EXERCISE REQUIREMENTS: Please return each record below exactly, with nothing left out.

[Natural language region descriptions]
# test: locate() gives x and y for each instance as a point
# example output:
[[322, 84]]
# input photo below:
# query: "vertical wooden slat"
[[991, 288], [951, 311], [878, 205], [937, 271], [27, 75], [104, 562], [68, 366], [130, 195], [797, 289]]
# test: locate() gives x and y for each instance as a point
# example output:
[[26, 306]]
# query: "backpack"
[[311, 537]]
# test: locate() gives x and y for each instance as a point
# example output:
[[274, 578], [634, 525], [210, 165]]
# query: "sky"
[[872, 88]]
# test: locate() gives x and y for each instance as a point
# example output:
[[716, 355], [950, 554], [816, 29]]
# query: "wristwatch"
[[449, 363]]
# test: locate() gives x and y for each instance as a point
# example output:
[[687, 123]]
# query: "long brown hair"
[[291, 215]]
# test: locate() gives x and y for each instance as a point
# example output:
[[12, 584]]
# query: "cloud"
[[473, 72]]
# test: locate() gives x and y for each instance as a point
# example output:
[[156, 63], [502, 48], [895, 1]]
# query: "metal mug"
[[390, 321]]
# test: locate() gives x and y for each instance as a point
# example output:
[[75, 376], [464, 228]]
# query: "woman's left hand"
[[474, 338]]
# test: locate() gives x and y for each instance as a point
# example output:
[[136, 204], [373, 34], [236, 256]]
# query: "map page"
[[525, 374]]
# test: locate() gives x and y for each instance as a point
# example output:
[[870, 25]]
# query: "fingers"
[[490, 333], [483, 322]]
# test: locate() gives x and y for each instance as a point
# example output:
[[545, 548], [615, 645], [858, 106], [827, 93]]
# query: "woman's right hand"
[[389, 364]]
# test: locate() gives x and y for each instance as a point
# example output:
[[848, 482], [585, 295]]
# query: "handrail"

SOLUTION:
# test: locate() gives x and y for each instance as a point
# example output:
[[322, 84]]
# input photo below:
# query: "vertical wooden slat"
[[991, 288], [951, 311], [878, 205], [937, 271], [27, 75], [104, 562], [68, 366], [130, 195], [797, 289]]
# test: locate() gives x and y for each instance as a point
# example output:
[[26, 306]]
# query: "backpack"
[[311, 537]]
# test: locate() gives x and y for each instance as a point
# example output:
[[274, 578], [634, 525], [210, 165]]
# query: "sky"
[[872, 88]]
# test: locate() gives x and y for each instance as a point
# example output:
[[716, 355], [950, 554], [816, 29]]
# query: "wristwatch"
[[449, 363]]
# test: locate() gives x and y for each instance as a point
# example output:
[[687, 123]]
# query: "long brown hair"
[[291, 215]]
# test: locate() gives x and y for each instance as a point
# example output:
[[12, 584]]
# query: "cloud"
[[473, 72]]
# test: locate() gives x and y for each instance as a point
# example output:
[[156, 63], [502, 48], [895, 1]]
# query: "metal mug"
[[390, 321]]
# test: locate() gives x and y for each instance as a point
# example output:
[[75, 376], [464, 228]]
# query: "woman's left hand"
[[474, 338]]
# test: locate() gives x and y for each instance as a point
# example output:
[[136, 204], [373, 34], [236, 256]]
# query: "map page"
[[525, 374]]
# test: locate() gives x and y for each instance as a point
# example output:
[[870, 25]]
# query: "fingers"
[[490, 333], [483, 322]]
# test: locate() gives x and y for each instance as a point
# example output:
[[545, 548], [615, 645], [858, 106], [827, 93]]
# query: "woman's right hand"
[[389, 364]]
# test: locate() gives x and y for each instance as a point
# example output:
[[848, 482], [585, 295]]
# query: "handrail"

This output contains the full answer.